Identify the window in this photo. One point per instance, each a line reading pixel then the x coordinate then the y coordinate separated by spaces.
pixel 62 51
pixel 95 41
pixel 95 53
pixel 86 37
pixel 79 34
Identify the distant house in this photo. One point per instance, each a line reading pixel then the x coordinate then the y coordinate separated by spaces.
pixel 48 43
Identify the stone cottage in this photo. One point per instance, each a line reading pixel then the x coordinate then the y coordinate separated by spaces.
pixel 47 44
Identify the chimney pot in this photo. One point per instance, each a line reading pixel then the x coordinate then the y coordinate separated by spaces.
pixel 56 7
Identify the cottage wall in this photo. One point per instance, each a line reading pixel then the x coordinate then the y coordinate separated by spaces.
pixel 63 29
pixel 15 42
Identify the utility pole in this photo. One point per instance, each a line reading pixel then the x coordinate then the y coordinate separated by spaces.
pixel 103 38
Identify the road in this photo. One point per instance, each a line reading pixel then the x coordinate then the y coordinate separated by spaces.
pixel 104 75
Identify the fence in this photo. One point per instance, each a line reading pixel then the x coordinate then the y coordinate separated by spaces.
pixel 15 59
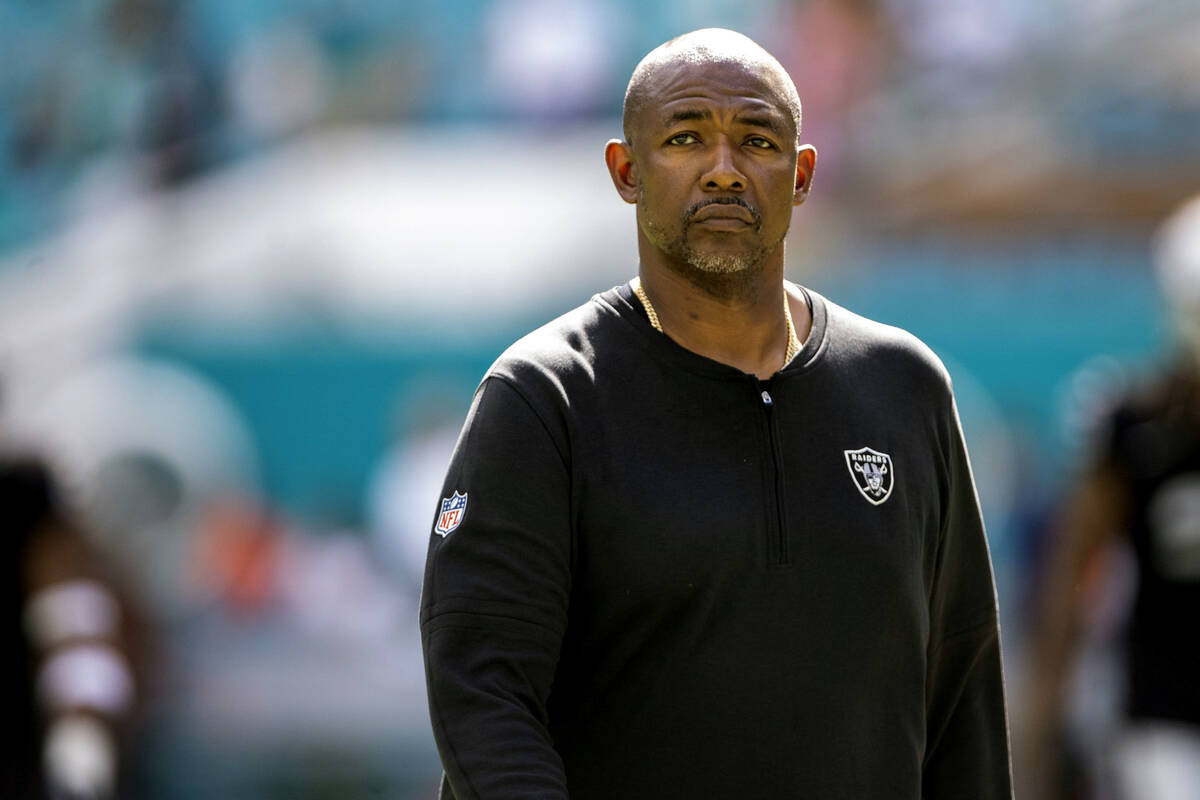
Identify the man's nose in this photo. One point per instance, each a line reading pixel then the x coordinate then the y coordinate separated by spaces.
pixel 723 174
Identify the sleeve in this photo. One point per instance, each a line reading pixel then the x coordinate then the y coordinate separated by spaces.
pixel 493 603
pixel 966 726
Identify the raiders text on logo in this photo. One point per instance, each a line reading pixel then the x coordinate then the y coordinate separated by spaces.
pixel 873 473
pixel 454 509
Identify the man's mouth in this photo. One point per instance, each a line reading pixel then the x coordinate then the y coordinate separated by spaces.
pixel 731 216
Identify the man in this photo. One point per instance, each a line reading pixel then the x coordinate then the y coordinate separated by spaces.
pixel 711 535
pixel 1143 483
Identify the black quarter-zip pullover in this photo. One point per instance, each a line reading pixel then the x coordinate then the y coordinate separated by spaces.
pixel 672 579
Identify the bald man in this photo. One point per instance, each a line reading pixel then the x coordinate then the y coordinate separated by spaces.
pixel 711 535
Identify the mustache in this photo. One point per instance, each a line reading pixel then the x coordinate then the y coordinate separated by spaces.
pixel 693 210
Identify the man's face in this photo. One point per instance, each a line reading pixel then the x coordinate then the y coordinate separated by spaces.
pixel 714 149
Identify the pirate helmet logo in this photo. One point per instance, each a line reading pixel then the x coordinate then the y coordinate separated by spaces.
pixel 873 473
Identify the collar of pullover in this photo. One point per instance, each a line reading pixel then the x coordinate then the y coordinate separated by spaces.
pixel 623 300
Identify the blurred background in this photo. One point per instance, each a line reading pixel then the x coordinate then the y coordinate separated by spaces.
pixel 255 256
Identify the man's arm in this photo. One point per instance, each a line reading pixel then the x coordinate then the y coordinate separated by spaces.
pixel 493 606
pixel 966 745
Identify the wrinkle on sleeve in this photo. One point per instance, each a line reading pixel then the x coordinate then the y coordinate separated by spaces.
pixel 966 733
pixel 493 605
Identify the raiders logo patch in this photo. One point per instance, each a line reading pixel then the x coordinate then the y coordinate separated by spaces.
pixel 873 473
pixel 454 509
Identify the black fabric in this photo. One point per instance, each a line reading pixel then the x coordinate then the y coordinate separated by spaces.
pixel 27 501
pixel 1153 444
pixel 665 585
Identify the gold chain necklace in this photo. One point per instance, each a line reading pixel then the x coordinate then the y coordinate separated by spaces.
pixel 793 341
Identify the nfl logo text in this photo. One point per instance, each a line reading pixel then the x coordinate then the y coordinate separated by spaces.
pixel 451 512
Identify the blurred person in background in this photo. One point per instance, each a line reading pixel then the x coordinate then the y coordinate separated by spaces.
pixel 669 559
pixel 1143 483
pixel 71 638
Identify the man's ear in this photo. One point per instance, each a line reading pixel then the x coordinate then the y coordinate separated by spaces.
pixel 619 158
pixel 805 164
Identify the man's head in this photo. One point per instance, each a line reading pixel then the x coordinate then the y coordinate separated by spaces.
pixel 712 154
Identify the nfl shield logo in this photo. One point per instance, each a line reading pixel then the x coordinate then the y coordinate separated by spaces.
pixel 454 509
pixel 873 473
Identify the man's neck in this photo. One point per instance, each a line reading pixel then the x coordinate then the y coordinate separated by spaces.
pixel 742 326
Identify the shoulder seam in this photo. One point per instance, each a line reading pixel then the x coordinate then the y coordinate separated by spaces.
pixel 508 382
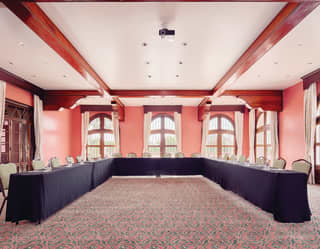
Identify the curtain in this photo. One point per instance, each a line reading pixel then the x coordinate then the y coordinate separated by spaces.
pixel 84 134
pixel 205 128
pixel 2 102
pixel 146 130
pixel 252 134
pixel 115 124
pixel 274 136
pixel 310 116
pixel 238 117
pixel 38 126
pixel 177 122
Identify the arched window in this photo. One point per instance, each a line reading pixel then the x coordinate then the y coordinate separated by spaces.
pixel 163 135
pixel 263 135
pixel 100 136
pixel 221 138
pixel 317 141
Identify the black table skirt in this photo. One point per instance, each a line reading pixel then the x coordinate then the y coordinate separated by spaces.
pixel 37 195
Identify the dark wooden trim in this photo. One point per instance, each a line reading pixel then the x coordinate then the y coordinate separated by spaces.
pixel 35 18
pixel 268 100
pixel 228 108
pixel 162 108
pixel 148 93
pixel 288 18
pixel 21 83
pixel 311 78
pixel 96 108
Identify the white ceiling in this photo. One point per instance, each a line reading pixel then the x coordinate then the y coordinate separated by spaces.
pixel 110 37
pixel 296 55
pixel 23 53
pixel 161 101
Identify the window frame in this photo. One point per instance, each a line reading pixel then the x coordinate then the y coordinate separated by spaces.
pixel 266 127
pixel 100 131
pixel 162 131
pixel 220 132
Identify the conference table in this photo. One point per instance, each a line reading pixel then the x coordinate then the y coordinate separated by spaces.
pixel 36 195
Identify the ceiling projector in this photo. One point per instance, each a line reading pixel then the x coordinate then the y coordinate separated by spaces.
pixel 166 33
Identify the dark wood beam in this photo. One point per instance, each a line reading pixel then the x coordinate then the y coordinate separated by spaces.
pixel 204 108
pixel 55 99
pixel 268 100
pixel 21 83
pixel 96 108
pixel 288 18
pixel 227 108
pixel 310 78
pixel 148 93
pixel 35 18
pixel 162 108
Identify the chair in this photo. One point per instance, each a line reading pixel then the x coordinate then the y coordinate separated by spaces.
pixel 302 166
pixel 116 155
pixel 280 163
pixel 5 171
pixel 146 155
pixel 79 159
pixel 69 160
pixel 242 159
pixel 131 155
pixel 179 155
pixel 195 155
pixel 261 160
pixel 165 154
pixel 38 164
pixel 54 162
pixel 233 158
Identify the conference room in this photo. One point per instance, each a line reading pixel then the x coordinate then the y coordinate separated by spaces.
pixel 159 124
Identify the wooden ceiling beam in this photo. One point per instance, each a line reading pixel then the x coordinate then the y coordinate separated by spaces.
pixel 148 93
pixel 268 100
pixel 35 18
pixel 288 18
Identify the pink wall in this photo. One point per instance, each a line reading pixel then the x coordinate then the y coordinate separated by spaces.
pixel 291 125
pixel 57 134
pixel 19 95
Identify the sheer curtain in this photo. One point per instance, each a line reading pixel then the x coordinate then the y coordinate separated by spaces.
pixel 205 129
pixel 2 102
pixel 274 136
pixel 252 134
pixel 38 126
pixel 238 118
pixel 115 123
pixel 84 134
pixel 177 122
pixel 310 116
pixel 146 130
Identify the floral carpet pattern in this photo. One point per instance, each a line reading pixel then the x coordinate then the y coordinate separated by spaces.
pixel 163 213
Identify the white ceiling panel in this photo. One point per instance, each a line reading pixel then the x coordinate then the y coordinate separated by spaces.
pixel 23 53
pixel 294 56
pixel 110 37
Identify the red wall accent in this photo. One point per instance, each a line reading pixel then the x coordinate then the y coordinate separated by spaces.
pixel 57 132
pixel 19 95
pixel 291 125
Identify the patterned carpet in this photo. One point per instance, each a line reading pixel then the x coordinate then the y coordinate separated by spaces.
pixel 163 213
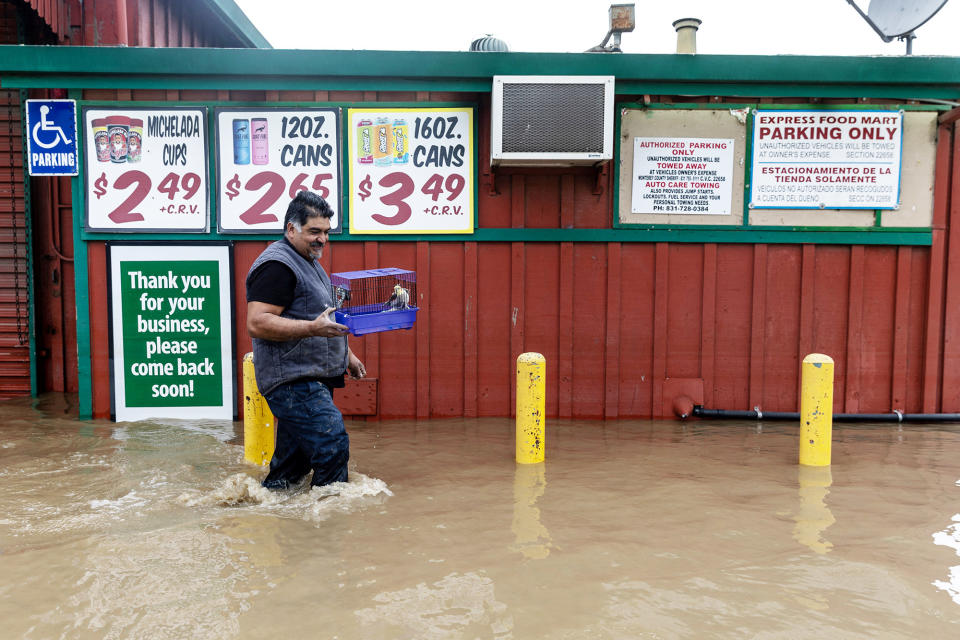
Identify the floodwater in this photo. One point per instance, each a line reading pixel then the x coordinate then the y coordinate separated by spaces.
pixel 630 529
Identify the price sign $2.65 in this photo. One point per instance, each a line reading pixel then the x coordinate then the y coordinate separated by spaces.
pixel 274 186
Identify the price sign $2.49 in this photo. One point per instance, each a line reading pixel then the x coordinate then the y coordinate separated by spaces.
pixel 170 186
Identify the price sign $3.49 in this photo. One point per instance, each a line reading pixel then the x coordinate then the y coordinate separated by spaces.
pixel 439 188
pixel 274 187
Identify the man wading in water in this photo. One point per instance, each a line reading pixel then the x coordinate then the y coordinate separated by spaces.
pixel 300 353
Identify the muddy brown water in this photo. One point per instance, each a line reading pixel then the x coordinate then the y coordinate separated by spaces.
pixel 630 529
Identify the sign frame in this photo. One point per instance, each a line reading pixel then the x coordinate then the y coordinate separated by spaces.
pixel 338 164
pixel 470 173
pixel 134 107
pixel 223 252
pixel 821 206
pixel 71 122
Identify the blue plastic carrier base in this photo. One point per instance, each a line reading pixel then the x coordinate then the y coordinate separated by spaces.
pixel 364 323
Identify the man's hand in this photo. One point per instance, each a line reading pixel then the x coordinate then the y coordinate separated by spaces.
pixel 325 325
pixel 355 368
pixel 264 322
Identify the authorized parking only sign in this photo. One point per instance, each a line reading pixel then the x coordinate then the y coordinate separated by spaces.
pixel 52 137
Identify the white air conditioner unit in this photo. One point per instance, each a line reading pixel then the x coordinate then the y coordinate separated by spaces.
pixel 551 120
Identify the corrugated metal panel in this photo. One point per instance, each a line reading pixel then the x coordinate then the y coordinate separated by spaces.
pixel 14 291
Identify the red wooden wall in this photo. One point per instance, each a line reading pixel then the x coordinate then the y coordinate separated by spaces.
pixel 626 326
pixel 135 23
pixel 147 23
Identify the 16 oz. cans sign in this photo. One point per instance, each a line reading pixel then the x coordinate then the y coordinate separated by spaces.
pixel 146 169
pixel 411 170
pixel 265 156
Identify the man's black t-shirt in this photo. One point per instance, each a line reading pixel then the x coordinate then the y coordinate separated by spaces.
pixel 275 283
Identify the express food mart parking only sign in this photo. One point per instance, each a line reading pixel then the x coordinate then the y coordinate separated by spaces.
pixel 172 331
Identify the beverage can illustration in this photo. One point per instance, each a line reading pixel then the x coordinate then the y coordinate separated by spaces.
pixel 118 128
pixel 401 142
pixel 101 140
pixel 382 143
pixel 135 140
pixel 258 140
pixel 365 142
pixel 241 141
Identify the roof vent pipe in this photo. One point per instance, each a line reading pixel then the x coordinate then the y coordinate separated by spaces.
pixel 687 34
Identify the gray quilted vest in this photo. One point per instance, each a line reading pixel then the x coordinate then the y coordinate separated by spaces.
pixel 277 363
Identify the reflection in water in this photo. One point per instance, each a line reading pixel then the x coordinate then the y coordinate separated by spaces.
pixel 457 606
pixel 656 530
pixel 950 537
pixel 813 516
pixel 531 538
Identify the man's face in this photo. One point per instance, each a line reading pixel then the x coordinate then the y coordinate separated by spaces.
pixel 309 240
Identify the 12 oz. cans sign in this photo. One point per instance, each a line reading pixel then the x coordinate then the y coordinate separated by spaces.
pixel 411 170
pixel 171 326
pixel 266 155
pixel 682 175
pixel 146 169
pixel 826 159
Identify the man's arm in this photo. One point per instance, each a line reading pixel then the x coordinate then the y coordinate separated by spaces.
pixel 354 367
pixel 265 322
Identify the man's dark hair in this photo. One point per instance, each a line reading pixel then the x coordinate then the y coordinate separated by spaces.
pixel 306 205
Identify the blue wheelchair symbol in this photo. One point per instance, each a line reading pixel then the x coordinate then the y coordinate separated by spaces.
pixel 47 127
pixel 52 143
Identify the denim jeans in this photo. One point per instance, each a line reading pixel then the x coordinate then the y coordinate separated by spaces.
pixel 310 435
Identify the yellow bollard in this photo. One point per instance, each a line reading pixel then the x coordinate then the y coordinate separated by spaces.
pixel 258 420
pixel 816 410
pixel 531 406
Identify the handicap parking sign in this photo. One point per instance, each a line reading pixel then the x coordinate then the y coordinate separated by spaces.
pixel 52 137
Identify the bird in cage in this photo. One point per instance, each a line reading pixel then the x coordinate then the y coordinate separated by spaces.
pixel 399 299
pixel 341 296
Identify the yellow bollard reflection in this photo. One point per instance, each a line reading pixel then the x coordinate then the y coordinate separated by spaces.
pixel 531 538
pixel 814 516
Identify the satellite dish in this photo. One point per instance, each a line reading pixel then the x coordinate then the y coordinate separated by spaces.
pixel 899 18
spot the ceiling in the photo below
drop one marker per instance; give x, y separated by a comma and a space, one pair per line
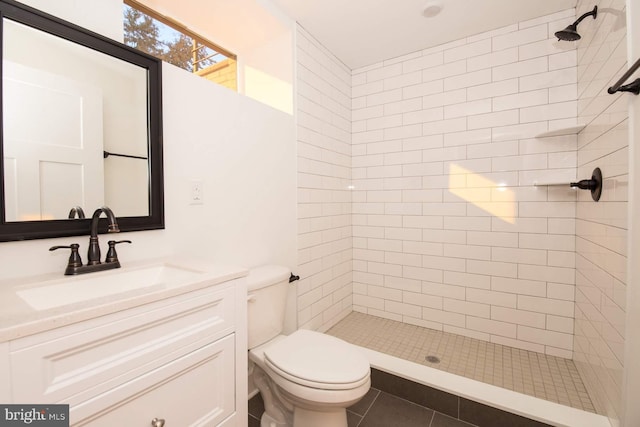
- - -
* What to do
Reproduce the lines of the rows above verbatim, starting at the line that contains "Identify the reflection" and ending at the line that contains "pixel 309 240", both included. Output only those lines.

* Answer to the task
Identify the reflection in water in this photo. One point per instance, each a line reading pixel then the x coordinate then the y coordinate separated by spaces.
pixel 457 606
pixel 656 530
pixel 950 537
pixel 813 516
pixel 531 538
Identify the man's face in this photo. One point per instance, each a line reading pixel then the x coordinate then the y coordinate separated by spaces.
pixel 309 240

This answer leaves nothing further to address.